# Work task
Reproduce every record exactly as written.

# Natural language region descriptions
· · · ·

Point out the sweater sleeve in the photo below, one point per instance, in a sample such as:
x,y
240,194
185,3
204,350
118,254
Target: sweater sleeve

· · · ·

# Answer to the exercise
Point out the sweater sleeve in the photo below, one point per instance, in a sample such as:
x,y
240,194
185,3
204,350
118,254
Target: sweater sleeve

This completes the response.